*GOAL OF THE EXERCISE*: A word-for-word repeat of all the data is the goal.

(Beginning of RECORDS TO USE)

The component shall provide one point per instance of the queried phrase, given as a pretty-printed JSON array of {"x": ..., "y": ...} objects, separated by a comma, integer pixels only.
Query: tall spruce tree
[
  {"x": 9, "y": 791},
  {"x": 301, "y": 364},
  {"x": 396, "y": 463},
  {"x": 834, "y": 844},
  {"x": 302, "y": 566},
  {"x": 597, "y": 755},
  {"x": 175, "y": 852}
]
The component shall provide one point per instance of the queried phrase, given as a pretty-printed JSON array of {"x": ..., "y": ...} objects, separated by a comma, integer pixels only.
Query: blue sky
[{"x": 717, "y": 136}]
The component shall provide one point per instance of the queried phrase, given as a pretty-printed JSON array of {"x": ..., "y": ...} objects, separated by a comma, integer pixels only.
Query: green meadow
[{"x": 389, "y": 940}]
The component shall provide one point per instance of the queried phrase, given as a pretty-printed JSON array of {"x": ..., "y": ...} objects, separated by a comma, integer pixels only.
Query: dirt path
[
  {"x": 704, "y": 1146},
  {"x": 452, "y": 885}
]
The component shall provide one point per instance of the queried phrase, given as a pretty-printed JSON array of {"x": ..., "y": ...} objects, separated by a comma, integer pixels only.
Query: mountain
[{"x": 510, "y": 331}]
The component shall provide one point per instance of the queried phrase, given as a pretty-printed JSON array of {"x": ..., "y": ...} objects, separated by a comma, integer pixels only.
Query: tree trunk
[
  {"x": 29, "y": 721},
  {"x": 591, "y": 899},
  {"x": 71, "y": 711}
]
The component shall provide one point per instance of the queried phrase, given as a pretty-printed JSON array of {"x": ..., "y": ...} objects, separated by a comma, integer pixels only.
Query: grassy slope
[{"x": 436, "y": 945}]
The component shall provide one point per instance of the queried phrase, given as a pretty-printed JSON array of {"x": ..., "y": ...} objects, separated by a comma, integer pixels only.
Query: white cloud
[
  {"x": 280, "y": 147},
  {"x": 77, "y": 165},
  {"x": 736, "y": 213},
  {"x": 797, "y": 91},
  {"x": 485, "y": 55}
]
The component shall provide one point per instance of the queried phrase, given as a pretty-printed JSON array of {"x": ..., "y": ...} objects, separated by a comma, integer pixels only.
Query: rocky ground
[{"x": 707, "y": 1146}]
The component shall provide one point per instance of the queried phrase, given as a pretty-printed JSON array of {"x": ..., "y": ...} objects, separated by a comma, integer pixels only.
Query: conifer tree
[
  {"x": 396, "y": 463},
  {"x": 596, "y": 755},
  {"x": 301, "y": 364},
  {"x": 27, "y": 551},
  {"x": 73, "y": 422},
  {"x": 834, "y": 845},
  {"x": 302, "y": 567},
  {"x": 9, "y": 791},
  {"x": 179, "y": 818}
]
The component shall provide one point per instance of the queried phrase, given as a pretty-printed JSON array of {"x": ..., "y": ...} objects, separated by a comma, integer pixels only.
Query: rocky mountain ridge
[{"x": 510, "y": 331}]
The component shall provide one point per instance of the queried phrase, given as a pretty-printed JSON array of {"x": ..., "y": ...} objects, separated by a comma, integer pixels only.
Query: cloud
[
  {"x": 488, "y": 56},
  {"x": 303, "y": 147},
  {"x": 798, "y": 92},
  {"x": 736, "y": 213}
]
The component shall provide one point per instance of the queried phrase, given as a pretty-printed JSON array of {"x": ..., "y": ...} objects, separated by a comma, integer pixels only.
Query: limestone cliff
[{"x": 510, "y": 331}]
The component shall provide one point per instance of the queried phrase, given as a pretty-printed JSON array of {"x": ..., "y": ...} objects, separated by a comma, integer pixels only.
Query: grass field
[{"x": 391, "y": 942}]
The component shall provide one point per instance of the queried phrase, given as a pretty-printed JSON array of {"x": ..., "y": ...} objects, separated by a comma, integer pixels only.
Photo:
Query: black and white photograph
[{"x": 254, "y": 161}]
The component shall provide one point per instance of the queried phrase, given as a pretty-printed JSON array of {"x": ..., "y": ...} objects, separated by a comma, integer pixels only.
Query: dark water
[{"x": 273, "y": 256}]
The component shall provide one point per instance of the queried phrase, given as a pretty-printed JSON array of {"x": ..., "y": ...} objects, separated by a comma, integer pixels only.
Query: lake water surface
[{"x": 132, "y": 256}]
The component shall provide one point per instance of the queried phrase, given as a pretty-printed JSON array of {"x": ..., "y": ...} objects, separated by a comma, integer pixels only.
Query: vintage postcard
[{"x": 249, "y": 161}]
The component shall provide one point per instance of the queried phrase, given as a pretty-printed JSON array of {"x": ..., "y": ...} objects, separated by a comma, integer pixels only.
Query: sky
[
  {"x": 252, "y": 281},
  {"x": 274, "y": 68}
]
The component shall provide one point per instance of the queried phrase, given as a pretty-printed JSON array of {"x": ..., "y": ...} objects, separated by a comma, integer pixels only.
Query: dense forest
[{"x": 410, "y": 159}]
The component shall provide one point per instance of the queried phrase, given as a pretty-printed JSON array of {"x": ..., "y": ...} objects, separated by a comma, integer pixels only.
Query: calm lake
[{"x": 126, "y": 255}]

(End of RECORDS TO USE)

*YOUR RESPONSE*:
The component shall provide one point per instance of the queried phrase, given as a pretty-printed JSON array of {"x": ..., "y": ...} objects, separated by a comma, integer pixels only.
Query: tall spruce tree
[
  {"x": 9, "y": 791},
  {"x": 301, "y": 364},
  {"x": 396, "y": 463},
  {"x": 834, "y": 844},
  {"x": 302, "y": 566},
  {"x": 597, "y": 755},
  {"x": 175, "y": 852}
]
The component shall provide one point per instance of the queried phrase, given as a pretty-printed JSON array of {"x": ..., "y": ...} objects, separated by a comma, integer pixels only.
Query: blue sky
[{"x": 717, "y": 136}]
The component shall provide one point per instance of the queried phrase, given as a pretty-printed JSON array of {"x": ..., "y": ...} objects, separated by a comma, integer pixels only.
Query: green meadow
[{"x": 389, "y": 940}]
The component shall provide one point per instance of the queried phrase, given as a pretty-printed JSON array of {"x": ..., "y": ...} objects, separated by a comma, integer pixels only.
Query: dirt path
[
  {"x": 704, "y": 1146},
  {"x": 452, "y": 885}
]
The component shall provide one point per instance of the queried phrase, given as a pretty-printed JSON array of {"x": ..., "y": ...} objects, separated by a comma, integer pixels only.
Query: mountain
[{"x": 510, "y": 331}]
The component shall provide one point per instance of the queried phrase, given as a pretty-printed JSON array of {"x": ..., "y": ...} objects, separated by a comma, integer pixels only.
Query: tree trunk
[
  {"x": 29, "y": 721},
  {"x": 591, "y": 899},
  {"x": 71, "y": 711}
]
The component shall provide one point per instance of the queried phrase, given as a pretty-printed JSON array of {"x": ..., "y": ...} objects, separated by a comma, integer pixels only.
Query: grassy slope
[{"x": 436, "y": 945}]
The component shall provide one point per instance of the queried phrase, given as a pretty-printed JSON array of {"x": ..., "y": ...} objects, separated by a comma, integer pixels only.
Query: white cloud
[
  {"x": 280, "y": 147},
  {"x": 77, "y": 165},
  {"x": 736, "y": 213},
  {"x": 797, "y": 91},
  {"x": 485, "y": 55}
]
The component shall provide one point per instance of the queried phrase, given as a pretty-printed JSON array of {"x": ..., "y": ...} objects, separated by a comma, integer pixels only.
Query: rocky ground
[{"x": 707, "y": 1146}]
The component shall provide one point per instance of the queried phrase, given as a pretty-printed JSON array of {"x": ..., "y": ...} objects, separated by a comma, integer pixels only.
Query: conifer tree
[
  {"x": 396, "y": 463},
  {"x": 596, "y": 755},
  {"x": 301, "y": 364},
  {"x": 27, "y": 551},
  {"x": 73, "y": 422},
  {"x": 834, "y": 845},
  {"x": 302, "y": 567},
  {"x": 9, "y": 791},
  {"x": 179, "y": 818}
]
The component shall provide one point per instance of the queried phrase, given as a pretty-printed JSON array of {"x": ..., "y": ...} objects, separated by a comma, integer pixels only.
Query: rocky mountain ridge
[{"x": 510, "y": 331}]
The component shall provide one point per instance of the queried phrase, given as a pretty-printed JSON array of {"x": ..., "y": ...} objects, separated by a comma, integer pixels only.
Query: cloud
[
  {"x": 488, "y": 56},
  {"x": 303, "y": 147},
  {"x": 798, "y": 92},
  {"x": 736, "y": 213}
]
The component shall provide one point per instance of the queried phrase, given as a pretty-printed JSON array of {"x": ..., "y": ...} objects, separated by a comma, integer pixels only.
Query: limestone cliff
[{"x": 510, "y": 331}]
The component shall provide one point per instance of the queried phrase, given as a pretty-printed JSON array of {"x": ..., "y": ...} objects, separated by a comma, integer pixels only.
Query: grass field
[{"x": 391, "y": 942}]
The component shall provide one point per instance of the queried phrase, given as a pretty-printed JSON array of {"x": ..., "y": ...} objects, separated by a comma, integer pixels only.
Photo:
Query: black and white photograph
[{"x": 254, "y": 161}]
The component shall provide one point per instance of the queried phrase, given as a pretty-printed JSON array of {"x": ..., "y": ...} objects, separated by a comma, integer pixels only.
Query: dark water
[{"x": 273, "y": 256}]
The component shall provide one point per instance of the queried phrase, given as a pretty-printed JSON array of {"x": ..., "y": ...} objects, separated by a comma, integer pixels only.
Query: lake water surface
[{"x": 132, "y": 256}]
The component shall provide one point per instance of the queried phrase, given as a pretty-printed JSON array of {"x": ..., "y": ...} objects, separated by a comma, integer pixels only.
Query: vintage postcard
[{"x": 249, "y": 161}]
The component shall provide one point per instance of the queried phrase, given as a pretty-printed JSON array of {"x": ..., "y": ...} objects, separated by a comma, integer pixels only.
Query: sky
[
  {"x": 252, "y": 281},
  {"x": 274, "y": 68}
]
The component shall provide one point per instance of the queried phrase, given as a pretty-printed JSON array of {"x": ..., "y": ...} objects, separated by a comma, integer pixels only.
Query: dense forest
[{"x": 410, "y": 159}]
The component shall provide one point per instance of the queried phrase, given as a pretty-printed JSON array of {"x": ..., "y": ...} objects, separated by a comma, integer pixels only.
Query: calm lake
[{"x": 126, "y": 255}]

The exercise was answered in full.